Aim
Copy out every one of the rows below word for word, leaving the pictures out of your copy.

Point annotations for photos:
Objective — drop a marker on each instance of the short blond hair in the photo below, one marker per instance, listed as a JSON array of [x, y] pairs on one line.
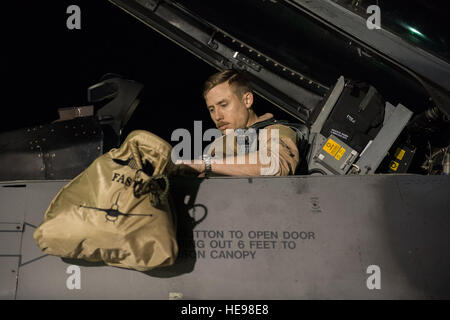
[[237, 80]]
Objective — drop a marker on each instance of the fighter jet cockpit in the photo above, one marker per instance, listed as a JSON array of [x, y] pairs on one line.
[[364, 85]]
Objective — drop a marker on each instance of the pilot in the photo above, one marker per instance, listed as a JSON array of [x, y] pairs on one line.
[[229, 100]]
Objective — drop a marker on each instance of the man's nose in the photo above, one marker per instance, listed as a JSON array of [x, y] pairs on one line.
[[218, 115]]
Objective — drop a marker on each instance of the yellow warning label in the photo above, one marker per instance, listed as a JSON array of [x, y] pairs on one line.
[[399, 153], [331, 147], [340, 154], [393, 165]]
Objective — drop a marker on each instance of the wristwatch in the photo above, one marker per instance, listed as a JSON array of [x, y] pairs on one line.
[[207, 161]]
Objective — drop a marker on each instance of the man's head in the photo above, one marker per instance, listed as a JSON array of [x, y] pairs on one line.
[[229, 100]]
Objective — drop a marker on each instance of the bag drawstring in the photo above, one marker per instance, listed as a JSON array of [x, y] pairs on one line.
[[152, 186]]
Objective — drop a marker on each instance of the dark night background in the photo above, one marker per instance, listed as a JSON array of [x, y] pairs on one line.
[[49, 66]]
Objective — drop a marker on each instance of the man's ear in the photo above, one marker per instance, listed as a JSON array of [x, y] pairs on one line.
[[248, 100]]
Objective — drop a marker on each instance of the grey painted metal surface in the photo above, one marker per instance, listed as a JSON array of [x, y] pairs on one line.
[[386, 42], [302, 237]]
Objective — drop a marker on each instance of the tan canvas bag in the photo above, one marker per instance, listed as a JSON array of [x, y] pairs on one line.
[[114, 211]]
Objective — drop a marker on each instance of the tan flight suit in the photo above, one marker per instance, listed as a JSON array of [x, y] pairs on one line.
[[288, 151]]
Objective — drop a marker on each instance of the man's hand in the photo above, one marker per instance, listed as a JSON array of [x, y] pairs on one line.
[[188, 168]]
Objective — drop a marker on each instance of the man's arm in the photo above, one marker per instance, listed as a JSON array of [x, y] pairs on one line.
[[231, 166], [274, 161]]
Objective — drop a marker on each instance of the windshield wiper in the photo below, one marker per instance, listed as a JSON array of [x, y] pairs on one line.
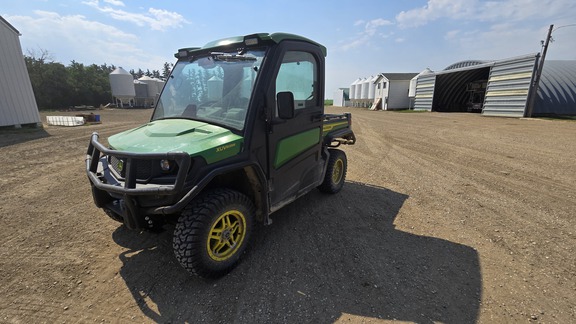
[[228, 57]]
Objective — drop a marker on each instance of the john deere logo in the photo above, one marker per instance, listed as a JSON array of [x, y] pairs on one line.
[[120, 165]]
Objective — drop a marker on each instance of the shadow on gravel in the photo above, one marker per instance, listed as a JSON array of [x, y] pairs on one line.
[[12, 136], [326, 258]]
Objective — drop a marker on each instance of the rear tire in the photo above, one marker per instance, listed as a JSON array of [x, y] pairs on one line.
[[213, 232], [335, 172]]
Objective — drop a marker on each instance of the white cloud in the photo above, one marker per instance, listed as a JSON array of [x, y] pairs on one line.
[[370, 31], [477, 10], [73, 37], [156, 19], [115, 3]]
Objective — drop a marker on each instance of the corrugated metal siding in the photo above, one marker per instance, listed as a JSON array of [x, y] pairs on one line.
[[398, 95], [557, 91], [424, 92], [508, 87], [17, 102]]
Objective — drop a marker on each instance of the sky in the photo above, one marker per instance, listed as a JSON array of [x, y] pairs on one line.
[[363, 37]]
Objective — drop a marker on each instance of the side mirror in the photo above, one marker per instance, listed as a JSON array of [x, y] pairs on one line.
[[285, 103]]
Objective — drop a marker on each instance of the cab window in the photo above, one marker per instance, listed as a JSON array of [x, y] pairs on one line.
[[298, 74]]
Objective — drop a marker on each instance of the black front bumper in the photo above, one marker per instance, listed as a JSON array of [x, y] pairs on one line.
[[119, 195]]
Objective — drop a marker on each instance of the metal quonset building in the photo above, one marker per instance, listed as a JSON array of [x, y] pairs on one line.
[[499, 88], [17, 103]]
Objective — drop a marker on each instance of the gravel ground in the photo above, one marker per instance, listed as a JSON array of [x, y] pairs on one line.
[[453, 218]]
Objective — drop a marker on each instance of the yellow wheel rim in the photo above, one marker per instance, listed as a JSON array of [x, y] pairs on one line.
[[226, 235], [337, 171]]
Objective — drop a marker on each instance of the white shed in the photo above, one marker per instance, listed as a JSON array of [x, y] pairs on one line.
[[392, 91], [17, 103]]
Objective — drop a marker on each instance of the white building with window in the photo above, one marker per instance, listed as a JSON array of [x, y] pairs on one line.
[[17, 103]]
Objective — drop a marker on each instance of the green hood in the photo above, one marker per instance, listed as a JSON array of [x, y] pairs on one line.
[[196, 138]]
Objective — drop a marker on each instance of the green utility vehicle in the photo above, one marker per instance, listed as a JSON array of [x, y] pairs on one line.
[[238, 132]]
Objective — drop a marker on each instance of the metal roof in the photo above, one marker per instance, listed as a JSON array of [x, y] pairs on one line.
[[396, 76], [10, 26], [557, 90], [462, 64]]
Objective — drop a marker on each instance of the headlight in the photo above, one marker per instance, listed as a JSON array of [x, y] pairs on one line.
[[166, 165]]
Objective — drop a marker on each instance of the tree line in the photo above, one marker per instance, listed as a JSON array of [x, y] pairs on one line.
[[57, 86]]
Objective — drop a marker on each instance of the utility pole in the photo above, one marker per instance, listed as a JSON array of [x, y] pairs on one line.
[[536, 83]]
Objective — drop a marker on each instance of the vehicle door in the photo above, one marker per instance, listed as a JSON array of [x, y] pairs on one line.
[[295, 144]]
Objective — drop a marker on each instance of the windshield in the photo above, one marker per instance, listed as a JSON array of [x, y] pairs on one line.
[[215, 88]]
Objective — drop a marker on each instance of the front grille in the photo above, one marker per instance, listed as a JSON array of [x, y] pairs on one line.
[[143, 168]]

Exercise solution
Objective — drop a marker on each instance of the short blond hair in the photo below, one marker per instance, listed as a JSON array of [x, y] pairs on one line.
[[237, 80]]
Objective — drop a marker on each instance of the fighter jet cockpit in the photo above, one marker per instance, listed as a JSON array of [x, y] pairs on one line.
[[364, 85]]
Objective — drop a marker on each instance of the pilot in the photo above, one marker per instance, listed as a JSON array of [x, y] pairs on one line.
[[229, 100]]
Objective — drop a marker on each instance of the man's nose in the photo above, one marker per instance, listed as a JSON array of [x, y] pairs on one line.
[[218, 115]]
Objective — drop a marker on each instance of the yellow warning label in the photo above, one marker per instance, listed as a JSON array of [x, y] pairs on one line.
[[399, 153], [331, 147], [340, 154], [393, 165]]
Objective — drop a marker on each instance of the wristwatch in the photo above, one marker per instance, listed as a JSON array of [x, y] pairs on one line.
[[207, 161]]
Objective — drop a marker on each instance of the man's head in the photo above, one marker per instance, listed as a JSON array of [x, y] pairs on one line.
[[229, 100]]
Objective — drop a marker on each instance of the bag drawstring in the photo above, one marker per instance, listed as a JSON array of [x, y] pairs on one line.
[[152, 186]]
Objective — drop a marker on each instance of the dark night background in the photo above, one marker per instance, listed as a JSON array of [x, y] pairs on one line.
[[49, 66]]
Objective — drop a marker on each instance of the man's ear in the photo above, one marker per instance, listed as a JSON array of [x, y] pairs on one line.
[[248, 100]]
Objective — drop a marker on each instance of the grey painted metal surface in the photo above, one marker per instance, listed as a JSON array of [x, y] pairs on one line.
[[386, 42], [302, 237]]
Objective — drop a marker on each instance of the tan canvas bag in the photo above, one marker per instance, listed as a JSON array of [x, y] pairs on one line.
[[114, 211]]
Objective — drop a marker on each instance of the tan flight suit in the photo above, one marker per instance, listed as a JSON array of [x, y] pairs on one line.
[[288, 151]]
Objective — drop a marker on each instance of the man's hand in the photo above, one marker per instance, listed as a JSON array of [x, y] pairs on one line.
[[188, 168]]
Objective — drop a marker on each instance of the man's arm in the photo above, one marker per instance, listed as a JSON array of [x, y] pairs on one line.
[[231, 166], [274, 161]]
Objective — drop a marker on each instance of the windshield wiper in the photo below, one marker per instance, listed as a JSON array of [x, y] pairs on one line.
[[228, 57]]
Objective — drop a marker on each instance of the john deere logo in the photo above, one marker per instance, listed as a JSON array of [x, y] pairs on one line.
[[120, 165]]
Objective — drop a marker on each instance of the shadow on gravel in the photo above, one marker per instance, listed as a JSON array of [x, y] pairs on one line.
[[12, 136], [326, 258]]
Objective — drop a marker on each instance of the rear tire in the photo above, one marker per instance, listed as a JSON array of [x, y] pairs on one line.
[[213, 232], [335, 172]]
Objective — drop a marker on each instance of the white cloud in the photo above, one marker per instance, listed as a JSON array of [x, y] pairs on one line.
[[370, 31], [477, 10], [73, 37], [156, 19], [115, 3]]
Objective — drop a marker on each instance of the corrugated metal siding in the photo above, one marker per instance, listed as a JSON array of [x, y] pairs on one line.
[[398, 95], [557, 91], [424, 92], [508, 87], [17, 102]]
Objective — drop a marker on each instance of the sky in the photo above, one marker per instance, listed as a JSON array of [x, y] pairs on one line.
[[363, 37]]
Objective — drop a marker on each instance of the side mirror in the photo above, one marker per instance, listed as a JSON array of [x, y] pairs on one line.
[[285, 103]]
Objective — drop a marker on each instance of the cab window in the photo above, one marker per instance, listed as a JSON array of [x, y] pairs on one line.
[[298, 74]]
Objective — drop a marker on each instance of the black front bumper in the photo above, one marker per instance, listed as a JSON array of [x, y] pairs on one line.
[[119, 195]]
Objective — drop a marker on each instance of the metal quonset building in the photo above, one marker per instance, listed as a JSON array of [x, y] pairs on one line.
[[499, 88], [17, 103]]
Objective — drop a marker on each instance of the gravel ground in the photo above, one marker per instance, listed as a JSON array of [x, y] pairs on one line.
[[453, 218]]
Objective — drop a marker on each instance of the yellow wheel rim in the photo above, one marker per instance, listed as a JSON array of [x, y] pairs on one line.
[[226, 235], [337, 171]]
Objective — drop a marker on each instance of the white shed in the photo above, one marker per instance, listed as a JSON array of [x, y] pairs on one line.
[[392, 91], [17, 103]]
Objective — drop a marker on each instance of the white building with window in the photo above, one marker per instance, listed as a JSON array of [x, y] pairs on one line.
[[17, 103]]
Objective — drop a marker on each instance of the green hood in the photo above, one marker per instance, listed as a JSON array of [x, y] pairs on one line.
[[196, 138]]
Objective — drop a marker on each instance of the green utility vehicle in the photo above, one marker per instance, listed as a JSON array of [x, y] pairs on one line.
[[238, 132]]
Objective — drop a marker on each instance of the metal roof in the photo above, one marker per instance, listed as a JSON array of [x, y] pairs on one line.
[[396, 76], [10, 26], [557, 90], [462, 64]]
Objective — drop a marker on each instance of the headlight in the photo above, one marker per instance, listed as a JSON array of [x, y] pairs on one line.
[[166, 165]]
Objective — drop a marker on each instance of the tree line in the photo above, one marker per instance, listed as a JSON array of [x, y] pairs on one line.
[[57, 86]]
Objective — drop a marker on each instance of the utility pole in the photo above, one marker per instance, listed as a JSON array of [x, y] pairs on one line.
[[536, 83]]
Objective — drop a marker on each instance of the vehicle door in the photo above, one marker per instance, listed as a JSON array of [x, y] pairs on one line.
[[295, 144]]
Objective — drop a marker on each instance of the windshield in the photo above, one marker per instance, listed as a JSON array of [x, y] pairs on one line.
[[215, 88]]
Objective — drop a marker on each instance of the front grille in the photo above, one marker per instance, listed as a JSON array of [x, y] pairs on one line.
[[143, 168]]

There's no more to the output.